# WHAT THIS TASK INVOLVES
Reproduce the passage from the lesson on lists and index-based for loops, from "You should notice" up to and including "an index-based loop.".

# EXCERPT TO READ

Course Home | Assignments | Computing Resources | Data Sets | Lab Hours/Tutoring | Python | Schedule | Submit

Lists and Index-based For Loops

Introduction


Additional Readings


Lists

While strings are convenient for representing a sequence of characters, Python allows for representation of sequences of arbitrary types of data as well. The primary structure for such a sequence is a Python list.


Constructing lists with the range function

Some other time, we will see that there are many ways to construct and manipulate lists. For today, we'll focus specifically on Python's range function which can be used to create regular sequences of integers.

There are three forms of range.

You should notice a great similarity between the use of parameters for a range and the use of parameters when describing slices of a string, although the syntax is different (with commas separating range parameters, and colons separating those arguments for a slice).


Index-based loops

The reason the range function is so important in Python is that it allows for a technique known as an index-based loop.

We have already seen a for loop to iterate through the characters of a string. While this is quite intuitive, a problem is that when you are in one pass of such a loop, you have a name for the current element but you do not have any context for where that element is relative to others.

Just as a loop can iterate over characters of a string, it can be used to iterate through elements of a list (any list). When we use range to make a list, we can define a range to intentionally correspond to the integers that are indices of some other sequence. As a simple example, a direct for loop on a string might appear as


for base in dna:
    print(base)

Dataset records:
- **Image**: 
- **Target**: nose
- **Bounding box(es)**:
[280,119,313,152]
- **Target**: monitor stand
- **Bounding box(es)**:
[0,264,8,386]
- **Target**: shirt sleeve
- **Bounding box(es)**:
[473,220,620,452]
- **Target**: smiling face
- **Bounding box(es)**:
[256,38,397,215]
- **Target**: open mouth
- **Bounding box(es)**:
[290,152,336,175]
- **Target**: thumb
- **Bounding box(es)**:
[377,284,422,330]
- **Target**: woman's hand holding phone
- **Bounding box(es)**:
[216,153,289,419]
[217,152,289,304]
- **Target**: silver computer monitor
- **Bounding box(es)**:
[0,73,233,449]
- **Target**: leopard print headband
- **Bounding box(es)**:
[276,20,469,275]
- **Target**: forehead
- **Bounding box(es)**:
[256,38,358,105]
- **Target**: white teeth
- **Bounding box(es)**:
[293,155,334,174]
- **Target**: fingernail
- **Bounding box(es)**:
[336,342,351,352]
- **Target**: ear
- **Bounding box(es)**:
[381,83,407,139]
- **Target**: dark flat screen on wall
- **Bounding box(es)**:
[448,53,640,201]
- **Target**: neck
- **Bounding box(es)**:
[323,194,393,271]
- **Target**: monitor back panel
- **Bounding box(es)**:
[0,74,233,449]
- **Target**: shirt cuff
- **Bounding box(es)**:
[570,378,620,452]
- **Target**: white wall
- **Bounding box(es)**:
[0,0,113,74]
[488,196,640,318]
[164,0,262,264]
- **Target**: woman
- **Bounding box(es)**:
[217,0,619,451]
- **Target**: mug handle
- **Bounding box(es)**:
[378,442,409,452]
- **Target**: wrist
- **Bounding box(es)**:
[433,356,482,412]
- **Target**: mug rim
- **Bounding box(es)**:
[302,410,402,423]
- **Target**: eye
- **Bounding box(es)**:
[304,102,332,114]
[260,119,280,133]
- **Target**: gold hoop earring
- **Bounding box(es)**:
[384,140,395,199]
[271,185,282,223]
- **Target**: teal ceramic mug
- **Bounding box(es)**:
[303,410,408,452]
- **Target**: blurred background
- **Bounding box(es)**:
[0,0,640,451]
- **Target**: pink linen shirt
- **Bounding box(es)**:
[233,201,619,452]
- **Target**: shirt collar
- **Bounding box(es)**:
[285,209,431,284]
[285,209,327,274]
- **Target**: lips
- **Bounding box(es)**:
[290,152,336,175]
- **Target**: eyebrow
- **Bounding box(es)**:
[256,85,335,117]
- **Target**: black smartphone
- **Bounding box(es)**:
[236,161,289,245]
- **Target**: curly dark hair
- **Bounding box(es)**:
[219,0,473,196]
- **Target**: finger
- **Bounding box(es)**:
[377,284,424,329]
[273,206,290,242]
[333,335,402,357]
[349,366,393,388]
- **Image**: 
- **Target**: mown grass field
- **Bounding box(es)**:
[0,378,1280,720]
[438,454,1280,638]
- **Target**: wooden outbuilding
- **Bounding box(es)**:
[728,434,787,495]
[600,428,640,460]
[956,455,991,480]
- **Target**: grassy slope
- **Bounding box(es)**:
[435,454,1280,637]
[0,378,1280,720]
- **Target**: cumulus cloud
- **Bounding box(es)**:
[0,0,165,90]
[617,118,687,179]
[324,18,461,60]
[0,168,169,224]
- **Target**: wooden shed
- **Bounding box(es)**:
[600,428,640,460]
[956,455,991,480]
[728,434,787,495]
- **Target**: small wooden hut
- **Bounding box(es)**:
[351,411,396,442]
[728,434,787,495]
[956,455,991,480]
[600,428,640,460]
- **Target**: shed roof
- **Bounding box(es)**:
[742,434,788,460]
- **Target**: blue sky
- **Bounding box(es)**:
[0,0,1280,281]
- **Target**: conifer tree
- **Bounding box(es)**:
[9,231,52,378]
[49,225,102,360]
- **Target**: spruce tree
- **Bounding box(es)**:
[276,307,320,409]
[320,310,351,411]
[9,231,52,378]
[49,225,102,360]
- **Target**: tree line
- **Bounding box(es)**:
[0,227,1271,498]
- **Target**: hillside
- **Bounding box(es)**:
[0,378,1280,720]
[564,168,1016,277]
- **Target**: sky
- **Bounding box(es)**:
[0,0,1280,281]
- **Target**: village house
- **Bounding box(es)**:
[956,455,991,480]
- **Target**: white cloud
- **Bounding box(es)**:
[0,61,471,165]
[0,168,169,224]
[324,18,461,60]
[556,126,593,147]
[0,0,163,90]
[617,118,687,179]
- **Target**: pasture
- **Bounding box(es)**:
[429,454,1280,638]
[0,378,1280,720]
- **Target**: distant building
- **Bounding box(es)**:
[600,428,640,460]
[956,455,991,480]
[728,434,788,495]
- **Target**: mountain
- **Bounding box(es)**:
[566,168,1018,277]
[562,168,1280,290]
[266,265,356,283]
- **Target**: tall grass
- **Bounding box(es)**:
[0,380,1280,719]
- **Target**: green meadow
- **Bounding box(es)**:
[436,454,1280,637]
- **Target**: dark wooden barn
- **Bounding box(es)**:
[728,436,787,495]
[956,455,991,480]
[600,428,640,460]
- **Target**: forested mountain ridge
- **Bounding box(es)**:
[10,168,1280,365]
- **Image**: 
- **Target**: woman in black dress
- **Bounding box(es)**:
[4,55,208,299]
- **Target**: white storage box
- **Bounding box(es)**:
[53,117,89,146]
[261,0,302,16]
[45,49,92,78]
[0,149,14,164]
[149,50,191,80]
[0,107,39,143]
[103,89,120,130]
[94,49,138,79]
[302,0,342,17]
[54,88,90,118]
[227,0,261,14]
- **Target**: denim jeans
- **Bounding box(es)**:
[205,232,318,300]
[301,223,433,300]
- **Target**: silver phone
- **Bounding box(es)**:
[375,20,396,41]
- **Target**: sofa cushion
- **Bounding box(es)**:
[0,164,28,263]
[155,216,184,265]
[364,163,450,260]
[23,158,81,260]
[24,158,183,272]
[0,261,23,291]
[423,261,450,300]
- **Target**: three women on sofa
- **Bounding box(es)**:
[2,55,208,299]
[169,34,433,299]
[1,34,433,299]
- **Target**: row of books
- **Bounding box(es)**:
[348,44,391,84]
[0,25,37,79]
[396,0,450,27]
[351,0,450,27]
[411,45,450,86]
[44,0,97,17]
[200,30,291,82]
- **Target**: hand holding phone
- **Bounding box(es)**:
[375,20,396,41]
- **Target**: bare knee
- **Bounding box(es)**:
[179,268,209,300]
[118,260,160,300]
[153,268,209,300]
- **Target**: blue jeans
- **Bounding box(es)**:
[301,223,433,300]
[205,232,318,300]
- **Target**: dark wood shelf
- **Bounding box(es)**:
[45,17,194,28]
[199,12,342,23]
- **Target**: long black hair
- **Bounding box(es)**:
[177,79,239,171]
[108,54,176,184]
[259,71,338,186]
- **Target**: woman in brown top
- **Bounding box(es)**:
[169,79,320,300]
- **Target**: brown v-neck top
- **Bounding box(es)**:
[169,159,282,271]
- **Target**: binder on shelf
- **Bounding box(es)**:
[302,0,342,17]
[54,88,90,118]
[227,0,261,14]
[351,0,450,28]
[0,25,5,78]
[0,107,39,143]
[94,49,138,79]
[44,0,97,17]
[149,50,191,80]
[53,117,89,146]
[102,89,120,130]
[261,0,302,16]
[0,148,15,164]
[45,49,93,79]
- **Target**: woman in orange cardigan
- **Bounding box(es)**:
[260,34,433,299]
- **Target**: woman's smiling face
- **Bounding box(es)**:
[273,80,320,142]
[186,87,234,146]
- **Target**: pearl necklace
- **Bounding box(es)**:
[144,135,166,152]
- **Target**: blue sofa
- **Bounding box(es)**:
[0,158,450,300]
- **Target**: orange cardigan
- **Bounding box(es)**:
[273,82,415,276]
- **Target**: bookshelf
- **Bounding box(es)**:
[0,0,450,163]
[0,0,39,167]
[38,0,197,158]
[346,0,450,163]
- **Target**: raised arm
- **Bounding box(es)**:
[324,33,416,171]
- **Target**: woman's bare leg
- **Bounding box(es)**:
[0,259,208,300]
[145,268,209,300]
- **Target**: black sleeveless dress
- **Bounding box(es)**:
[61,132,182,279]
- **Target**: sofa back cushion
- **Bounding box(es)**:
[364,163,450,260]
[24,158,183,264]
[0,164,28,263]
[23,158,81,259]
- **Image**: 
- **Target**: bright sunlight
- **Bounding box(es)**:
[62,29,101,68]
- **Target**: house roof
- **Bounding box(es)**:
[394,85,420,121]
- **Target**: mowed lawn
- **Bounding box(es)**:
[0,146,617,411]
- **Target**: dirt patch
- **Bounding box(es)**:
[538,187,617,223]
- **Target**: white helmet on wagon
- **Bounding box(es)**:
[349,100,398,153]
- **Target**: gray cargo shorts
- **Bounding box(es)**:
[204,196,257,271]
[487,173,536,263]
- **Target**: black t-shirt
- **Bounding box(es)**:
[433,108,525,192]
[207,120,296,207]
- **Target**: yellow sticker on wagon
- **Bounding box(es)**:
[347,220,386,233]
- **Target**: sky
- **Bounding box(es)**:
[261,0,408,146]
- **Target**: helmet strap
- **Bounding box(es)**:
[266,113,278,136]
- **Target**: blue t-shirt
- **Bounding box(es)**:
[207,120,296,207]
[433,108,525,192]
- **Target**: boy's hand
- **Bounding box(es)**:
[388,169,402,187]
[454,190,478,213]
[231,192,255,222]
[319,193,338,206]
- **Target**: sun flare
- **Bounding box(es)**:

# RESPONSE FOR THIS EXERCISE
You should notice a great similarity between the use of parameters for a range and the use of parameters when describing slices of a string, although the syntax is different (with commas separating range parameters, and colons separating those arguments for a slice).


Index-based loops

The reason the range function is so important in Python is that it allows for a technique known as an index-based loop.